- **YOUR OBJECTIVE**: Transcribe word for word the stretch of the hindgut fermentation passage from "Hindgut fermentation is" through "bird, the hoatzin.".

- **TEXT BLOCK**:
▶

Hindgut fermentation is a digestive process seen in monogastric herbivores, animals with a simple, single-chambered stomach.   Cellulose is digested with the aid of symbiotic bacteria. The microbial fermentation occurs in the digestive organs that follow the small intestine: the large intestine and cecum.  Examples of hindgut fermenters include proboscideans and large odd-toed ungulates such as horses and rhinos, as well as small animals such as rodents, rabbits and koalas. In contrast, foregut fermentation is the form of cellulose digestion seen in ruminants such as cattle which have a four-chambered stomach, as well as in sloths, macropodids, some monkeys, and one bird, the hoatzin.

Cecum
Hindgut fermenters generally have a cecum and large intestine that are much larger and more complex than those of a foregut or midgut fermenter. Research on small cecum fermenters such as flying squirrels, rabbits and lemurs has revealed these mammals to have a GI tract about 10-13 times the length of their body.  This is due to the high intake of fiber and other hard to digest compounds that are characteristic to the diet of monogastric herbivores. Unlike in foregut fermenters, the cecum is located after the stomach and small intestine in monogastric animals, which limits the amount of further digestion or absorption that can occur after the food is fermented.

◀

- **EXERCISE DATA**:

▶

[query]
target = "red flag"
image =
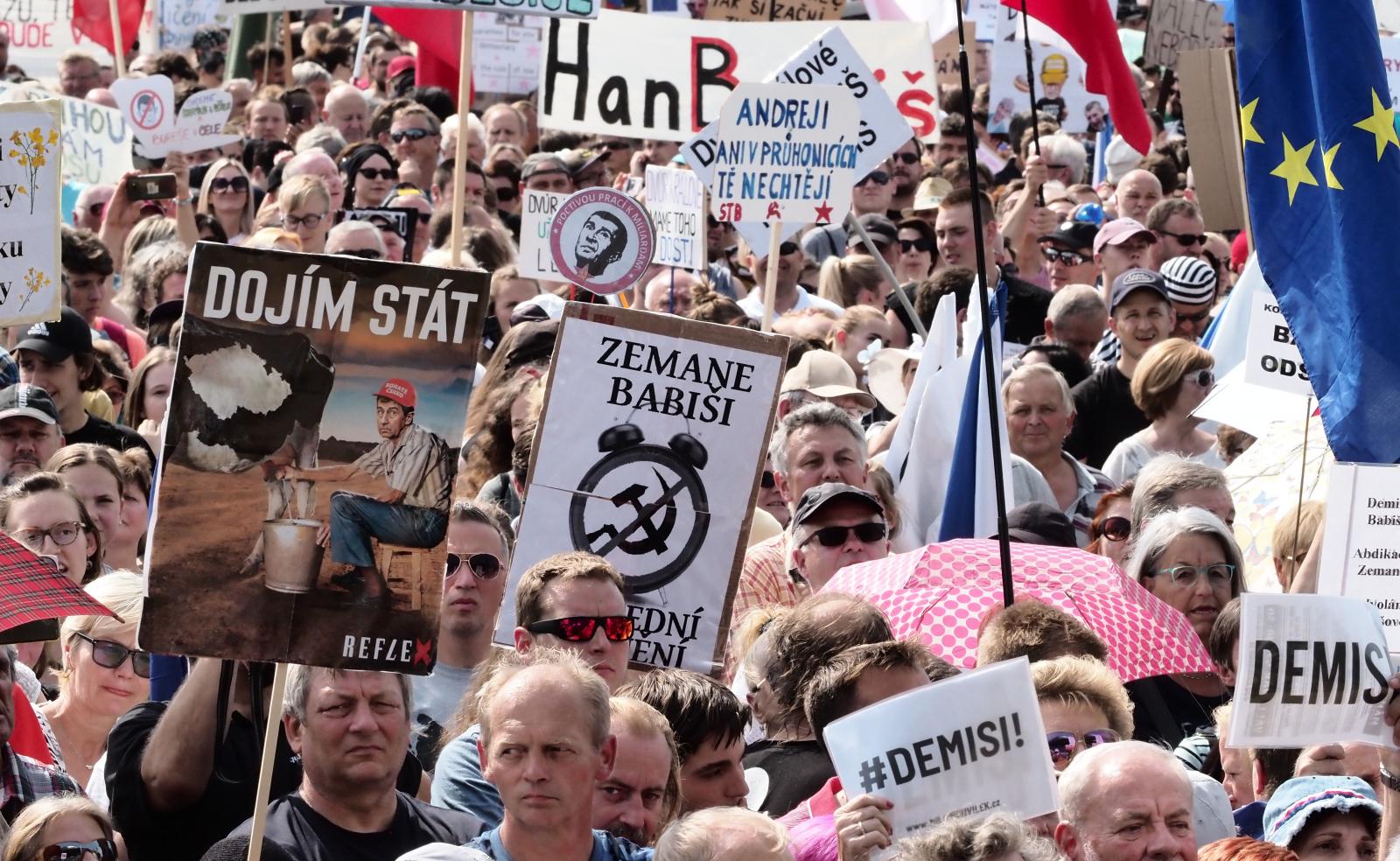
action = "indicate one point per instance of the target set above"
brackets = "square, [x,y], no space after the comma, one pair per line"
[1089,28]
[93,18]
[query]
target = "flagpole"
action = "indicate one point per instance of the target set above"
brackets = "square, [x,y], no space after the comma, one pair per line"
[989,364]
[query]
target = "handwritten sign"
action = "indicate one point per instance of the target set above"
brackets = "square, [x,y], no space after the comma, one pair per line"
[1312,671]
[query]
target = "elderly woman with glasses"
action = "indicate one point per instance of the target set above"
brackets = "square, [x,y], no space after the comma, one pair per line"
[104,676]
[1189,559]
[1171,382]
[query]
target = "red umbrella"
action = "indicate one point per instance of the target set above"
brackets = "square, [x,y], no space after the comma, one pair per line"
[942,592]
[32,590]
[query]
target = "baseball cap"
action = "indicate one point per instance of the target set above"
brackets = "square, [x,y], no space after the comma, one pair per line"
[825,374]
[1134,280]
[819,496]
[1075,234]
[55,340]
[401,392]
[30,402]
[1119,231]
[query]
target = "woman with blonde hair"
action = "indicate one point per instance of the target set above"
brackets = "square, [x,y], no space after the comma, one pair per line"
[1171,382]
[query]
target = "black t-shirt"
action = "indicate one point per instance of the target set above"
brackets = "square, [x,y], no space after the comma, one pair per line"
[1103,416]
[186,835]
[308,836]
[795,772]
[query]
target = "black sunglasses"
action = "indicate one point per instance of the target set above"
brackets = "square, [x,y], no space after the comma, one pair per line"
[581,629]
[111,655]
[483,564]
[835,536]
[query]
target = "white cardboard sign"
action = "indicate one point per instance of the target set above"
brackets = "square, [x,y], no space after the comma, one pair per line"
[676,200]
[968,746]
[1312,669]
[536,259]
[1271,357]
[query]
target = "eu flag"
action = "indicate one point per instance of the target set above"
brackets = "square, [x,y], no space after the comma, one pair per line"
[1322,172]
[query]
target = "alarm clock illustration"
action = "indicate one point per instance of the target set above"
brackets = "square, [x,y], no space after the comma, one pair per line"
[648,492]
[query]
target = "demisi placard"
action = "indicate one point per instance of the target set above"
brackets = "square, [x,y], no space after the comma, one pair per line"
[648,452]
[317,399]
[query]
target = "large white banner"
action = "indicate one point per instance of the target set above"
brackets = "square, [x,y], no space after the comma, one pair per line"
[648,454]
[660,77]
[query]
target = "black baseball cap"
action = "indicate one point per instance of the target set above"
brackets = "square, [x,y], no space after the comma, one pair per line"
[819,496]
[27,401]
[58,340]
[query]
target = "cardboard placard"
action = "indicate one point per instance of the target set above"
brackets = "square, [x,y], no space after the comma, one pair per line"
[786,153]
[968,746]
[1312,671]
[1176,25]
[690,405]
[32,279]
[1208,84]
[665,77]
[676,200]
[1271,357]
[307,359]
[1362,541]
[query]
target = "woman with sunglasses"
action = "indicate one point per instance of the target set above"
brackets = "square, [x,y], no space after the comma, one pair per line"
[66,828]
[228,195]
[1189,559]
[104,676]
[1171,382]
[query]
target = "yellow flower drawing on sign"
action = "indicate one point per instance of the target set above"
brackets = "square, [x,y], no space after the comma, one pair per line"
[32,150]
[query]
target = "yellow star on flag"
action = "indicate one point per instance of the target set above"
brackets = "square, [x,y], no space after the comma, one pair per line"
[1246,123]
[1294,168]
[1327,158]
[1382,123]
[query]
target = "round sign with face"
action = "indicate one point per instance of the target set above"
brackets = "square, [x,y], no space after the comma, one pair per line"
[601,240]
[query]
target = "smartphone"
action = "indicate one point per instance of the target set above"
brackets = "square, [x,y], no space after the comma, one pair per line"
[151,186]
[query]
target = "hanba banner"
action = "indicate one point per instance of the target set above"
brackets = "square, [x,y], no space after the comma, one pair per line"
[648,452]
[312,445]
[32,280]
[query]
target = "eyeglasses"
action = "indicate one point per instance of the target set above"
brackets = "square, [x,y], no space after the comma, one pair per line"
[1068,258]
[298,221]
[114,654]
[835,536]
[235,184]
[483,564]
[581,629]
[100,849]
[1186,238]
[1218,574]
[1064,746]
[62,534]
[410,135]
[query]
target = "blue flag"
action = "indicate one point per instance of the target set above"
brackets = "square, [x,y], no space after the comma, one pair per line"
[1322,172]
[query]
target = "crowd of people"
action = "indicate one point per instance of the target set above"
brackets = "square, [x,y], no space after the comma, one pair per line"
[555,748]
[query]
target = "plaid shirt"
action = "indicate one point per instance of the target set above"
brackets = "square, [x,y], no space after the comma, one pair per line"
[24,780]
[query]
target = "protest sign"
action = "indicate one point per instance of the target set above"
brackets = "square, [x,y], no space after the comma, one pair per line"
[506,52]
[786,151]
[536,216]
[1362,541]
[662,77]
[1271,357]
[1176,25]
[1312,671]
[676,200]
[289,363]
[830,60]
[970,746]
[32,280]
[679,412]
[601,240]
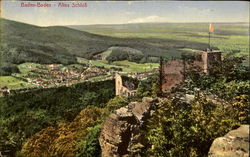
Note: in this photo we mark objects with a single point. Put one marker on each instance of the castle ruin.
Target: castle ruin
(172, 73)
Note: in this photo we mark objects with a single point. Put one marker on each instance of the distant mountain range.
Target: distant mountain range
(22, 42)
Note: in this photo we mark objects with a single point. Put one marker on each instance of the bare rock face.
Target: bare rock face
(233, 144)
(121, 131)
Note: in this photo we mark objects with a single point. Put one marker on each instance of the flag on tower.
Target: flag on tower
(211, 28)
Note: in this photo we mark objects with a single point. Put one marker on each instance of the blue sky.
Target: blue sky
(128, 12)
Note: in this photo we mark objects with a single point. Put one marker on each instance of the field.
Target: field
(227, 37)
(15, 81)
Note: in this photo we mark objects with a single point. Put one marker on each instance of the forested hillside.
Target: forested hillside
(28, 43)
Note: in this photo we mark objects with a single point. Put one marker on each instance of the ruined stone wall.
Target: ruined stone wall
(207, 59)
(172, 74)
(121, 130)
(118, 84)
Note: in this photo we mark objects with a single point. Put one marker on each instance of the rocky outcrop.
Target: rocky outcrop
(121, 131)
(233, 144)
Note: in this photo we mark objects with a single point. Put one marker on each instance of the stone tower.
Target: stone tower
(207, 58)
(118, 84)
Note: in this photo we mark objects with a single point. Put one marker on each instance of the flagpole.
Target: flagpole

◀

- **EXPECTED OUTPUT**:
Hindgut fermentation is a digestive process seen in monogastric herbivores, animals with a simple, single-chambered stomach.   Cellulose is digested with the aid of symbiotic bacteria. The microbial fermentation occurs in the digestive organs that follow the small intestine: the large intestine and cecum.  Examples of hindgut fermenters include proboscideans and large odd-toed ungulates such as horses and rhinos, as well as small animals such as rodents, rabbits and koalas. In contrast, foregut fermentation is the form of cellulose digestion seen in ruminants such as cattle which have a four-chambered stomach, as well as in sloths, macropodids, some monkeys, and one bird, the hoatzin.